** Start of Extract provided **

I grew up playing the board game Monopoly. Unlike many millenials, I grew up with the Atlantic City version, with Boardwalk and Park Place being the nicer areas, while Mediterranean Avenue and Baltic Avenue were considered the slums. But before you read on, I have a dirty little secret. I was born and raised in Atlantic City. Only, when I was young, it wasn’t decimated and run down like it is today. The city was bustling with energy, with towering casinos that brought opportunities and people from all walks of life. By growing up in Atlantic City, I realized that Monopoly wasn’t just a board game. It was a game of strategy. So I decided to adopt three of the game’s principles into my own marketing plan.

1. Pick your token carefully

Of course, you can pick the zoot suit top hat, or the 1930s Cadillac V-16. Or if you’re like me, you can just choose the miniature metallic dog. However, in the world of Internet marking, choosing your token is not so easy. You have to choose which marketing channel you want to utilize. Do you want to rank in Google? Or do you believe that Google is way too saturated and you want to try and rank in Bing or Yahoo? Do you just want to do social media campaigns? If so, which ones do you choose? Decisions. Decisions. Decisions.

** End of Extract provided **

## Instruction A:
In the Monopoly piece, which two properties did the writer's version of the game treat as the slums?
## Instruction B:
Repeat word for word the passage of the Monopoly piece running from "Of course, you" to "Decisions. Decisions. Decisions.".

** Start of Data records **

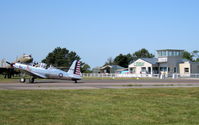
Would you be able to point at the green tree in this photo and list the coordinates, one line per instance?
(143, 53)
(61, 57)
(123, 60)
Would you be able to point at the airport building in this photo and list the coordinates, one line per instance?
(168, 61)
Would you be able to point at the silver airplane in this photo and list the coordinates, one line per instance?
(42, 71)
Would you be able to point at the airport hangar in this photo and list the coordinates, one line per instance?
(168, 61)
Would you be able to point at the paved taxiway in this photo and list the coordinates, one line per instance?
(100, 84)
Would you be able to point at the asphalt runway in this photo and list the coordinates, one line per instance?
(100, 84)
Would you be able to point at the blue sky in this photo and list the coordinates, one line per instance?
(96, 29)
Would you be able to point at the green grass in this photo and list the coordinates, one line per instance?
(100, 107)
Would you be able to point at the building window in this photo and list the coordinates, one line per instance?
(132, 70)
(143, 69)
(163, 69)
(174, 70)
(186, 70)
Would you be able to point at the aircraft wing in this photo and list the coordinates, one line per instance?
(34, 74)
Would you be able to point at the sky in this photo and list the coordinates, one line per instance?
(96, 29)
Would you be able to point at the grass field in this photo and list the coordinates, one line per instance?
(179, 106)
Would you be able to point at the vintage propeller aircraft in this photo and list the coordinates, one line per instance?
(42, 71)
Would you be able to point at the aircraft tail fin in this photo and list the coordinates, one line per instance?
(75, 68)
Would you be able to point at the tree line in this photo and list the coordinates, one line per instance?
(62, 57)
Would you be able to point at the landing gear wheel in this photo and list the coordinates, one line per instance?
(22, 80)
(31, 80)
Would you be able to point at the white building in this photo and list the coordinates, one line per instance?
(168, 61)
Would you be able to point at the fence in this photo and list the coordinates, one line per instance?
(161, 76)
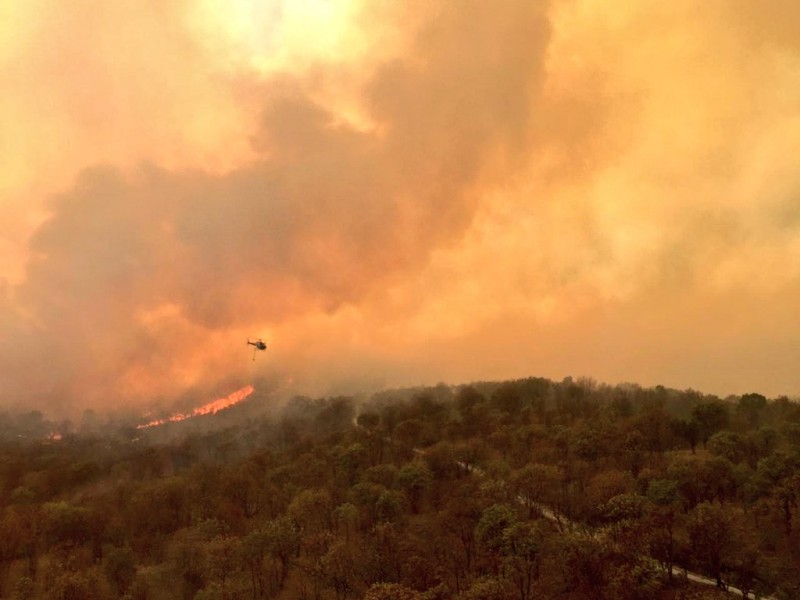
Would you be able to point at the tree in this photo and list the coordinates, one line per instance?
(710, 417)
(710, 534)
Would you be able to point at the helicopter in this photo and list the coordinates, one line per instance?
(257, 345)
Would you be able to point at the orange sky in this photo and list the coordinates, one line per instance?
(438, 191)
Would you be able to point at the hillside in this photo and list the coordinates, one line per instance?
(495, 490)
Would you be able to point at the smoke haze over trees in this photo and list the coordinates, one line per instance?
(395, 194)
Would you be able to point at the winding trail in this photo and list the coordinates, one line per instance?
(550, 515)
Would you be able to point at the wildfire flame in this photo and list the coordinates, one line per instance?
(207, 409)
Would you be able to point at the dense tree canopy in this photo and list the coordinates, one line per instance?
(512, 490)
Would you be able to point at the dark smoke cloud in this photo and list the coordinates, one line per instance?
(134, 267)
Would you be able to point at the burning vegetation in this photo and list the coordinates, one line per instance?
(209, 408)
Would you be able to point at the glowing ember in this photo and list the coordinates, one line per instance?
(207, 409)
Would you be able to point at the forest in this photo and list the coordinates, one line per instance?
(514, 490)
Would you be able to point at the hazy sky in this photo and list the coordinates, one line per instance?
(396, 193)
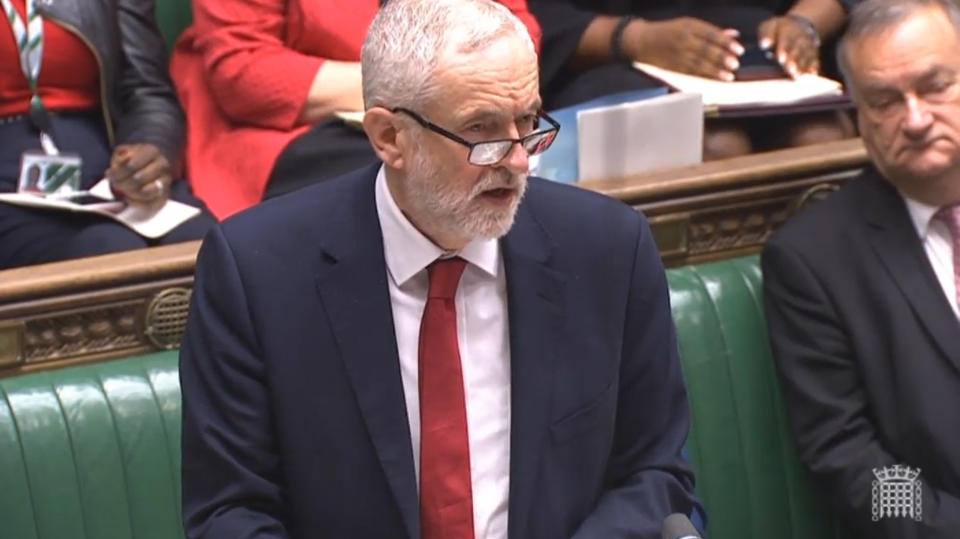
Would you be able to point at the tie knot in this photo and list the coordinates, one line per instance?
(951, 216)
(445, 276)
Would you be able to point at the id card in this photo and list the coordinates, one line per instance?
(49, 174)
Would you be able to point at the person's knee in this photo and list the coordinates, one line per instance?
(721, 141)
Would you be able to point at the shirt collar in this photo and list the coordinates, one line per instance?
(921, 214)
(408, 252)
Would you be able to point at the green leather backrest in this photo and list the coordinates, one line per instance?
(173, 17)
(92, 452)
(748, 473)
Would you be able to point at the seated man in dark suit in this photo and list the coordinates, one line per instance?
(437, 346)
(861, 289)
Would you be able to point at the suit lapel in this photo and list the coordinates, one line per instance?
(894, 240)
(535, 303)
(352, 286)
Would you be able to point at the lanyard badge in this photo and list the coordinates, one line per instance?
(29, 38)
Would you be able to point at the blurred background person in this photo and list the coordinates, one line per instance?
(95, 80)
(589, 46)
(261, 81)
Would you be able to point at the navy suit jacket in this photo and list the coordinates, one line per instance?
(868, 350)
(294, 421)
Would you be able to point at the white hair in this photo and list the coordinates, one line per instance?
(870, 17)
(409, 39)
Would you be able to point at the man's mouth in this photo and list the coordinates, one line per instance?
(500, 193)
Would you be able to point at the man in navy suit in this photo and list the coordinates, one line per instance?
(438, 346)
(861, 289)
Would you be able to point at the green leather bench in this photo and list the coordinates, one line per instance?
(93, 451)
(173, 17)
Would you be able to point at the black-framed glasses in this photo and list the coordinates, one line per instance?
(489, 152)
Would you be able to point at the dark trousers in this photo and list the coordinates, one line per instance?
(329, 149)
(31, 236)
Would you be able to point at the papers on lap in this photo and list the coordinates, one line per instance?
(759, 93)
(100, 201)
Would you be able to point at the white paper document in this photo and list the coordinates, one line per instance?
(717, 93)
(642, 136)
(150, 225)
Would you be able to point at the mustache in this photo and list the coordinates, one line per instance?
(499, 179)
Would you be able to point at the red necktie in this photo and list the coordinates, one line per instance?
(951, 216)
(446, 496)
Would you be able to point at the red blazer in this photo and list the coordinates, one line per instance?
(243, 70)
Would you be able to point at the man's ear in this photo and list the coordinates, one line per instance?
(380, 126)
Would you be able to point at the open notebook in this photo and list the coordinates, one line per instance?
(774, 94)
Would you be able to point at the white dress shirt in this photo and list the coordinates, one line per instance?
(483, 335)
(938, 244)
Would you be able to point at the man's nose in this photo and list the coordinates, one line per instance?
(918, 119)
(517, 160)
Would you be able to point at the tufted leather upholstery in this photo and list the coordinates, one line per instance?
(93, 451)
(173, 17)
(748, 473)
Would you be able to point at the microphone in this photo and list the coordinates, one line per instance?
(678, 526)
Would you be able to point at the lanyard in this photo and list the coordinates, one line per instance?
(29, 38)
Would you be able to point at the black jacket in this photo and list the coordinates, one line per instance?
(138, 100)
(868, 349)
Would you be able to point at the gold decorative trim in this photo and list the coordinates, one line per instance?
(81, 332)
(166, 317)
(11, 344)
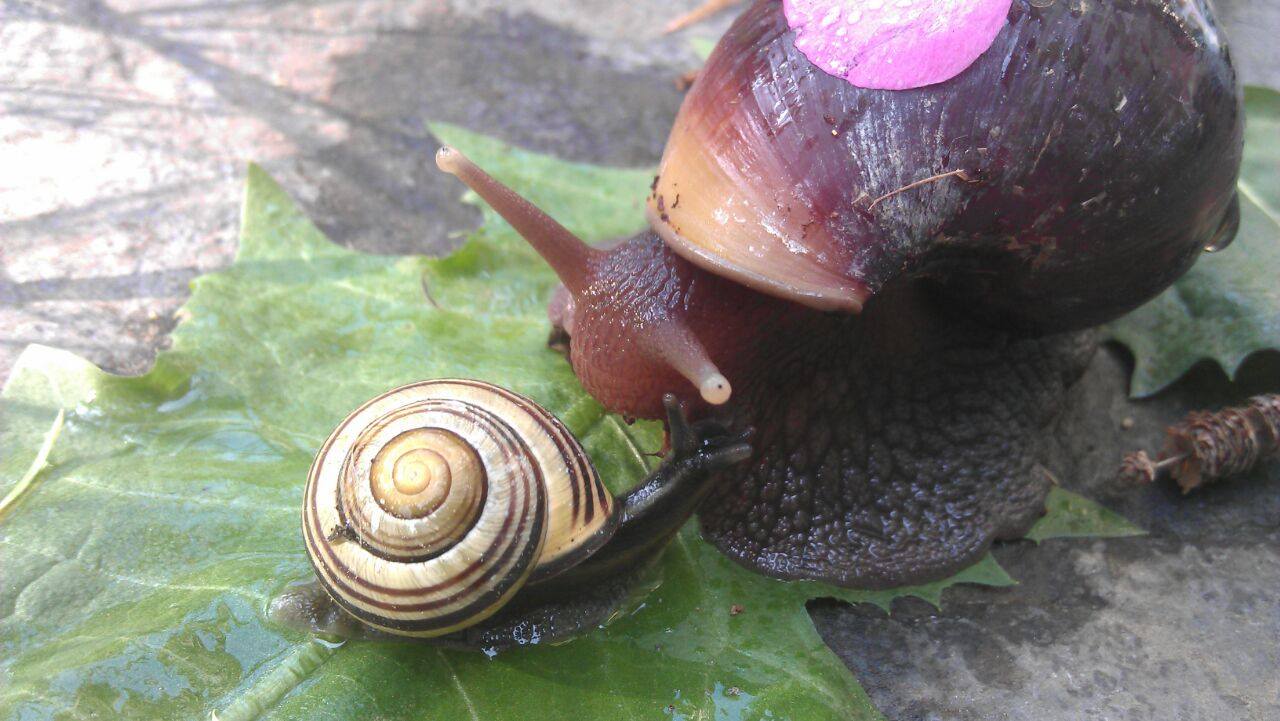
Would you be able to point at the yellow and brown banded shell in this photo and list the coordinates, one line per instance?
(429, 506)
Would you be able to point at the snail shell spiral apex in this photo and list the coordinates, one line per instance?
(429, 506)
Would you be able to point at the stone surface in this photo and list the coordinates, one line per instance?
(124, 128)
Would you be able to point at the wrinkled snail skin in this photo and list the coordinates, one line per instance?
(895, 287)
(435, 506)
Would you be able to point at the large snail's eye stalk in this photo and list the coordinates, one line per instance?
(567, 255)
(688, 356)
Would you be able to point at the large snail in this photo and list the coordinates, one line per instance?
(460, 509)
(888, 284)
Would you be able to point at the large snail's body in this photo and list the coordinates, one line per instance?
(880, 273)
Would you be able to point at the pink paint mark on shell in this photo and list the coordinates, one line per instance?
(895, 44)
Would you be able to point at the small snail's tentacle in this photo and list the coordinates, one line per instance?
(653, 511)
(567, 255)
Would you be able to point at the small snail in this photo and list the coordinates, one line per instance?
(432, 509)
(891, 284)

** End of Data records **

## Worked answer A:
Mediterranean Avenue and Baltic Avenue.

## Worked answer B:
Of course, you can pick the zoot suit top hat, or the 1930s Cadillac V-16. Or if you’re like me, you can just choose the miniature metallic dog. However, in the world of Internet marking, choosing your token is not so easy. You have to choose which marketing channel you want to utilize. Do you want to rank in Google? Or do you believe that Google is way too saturated and you want to try and rank in Bing or Yahoo? Do you just want to do social media campaigns? If so, which ones do you choose? Decisions. Decisions. Decisions.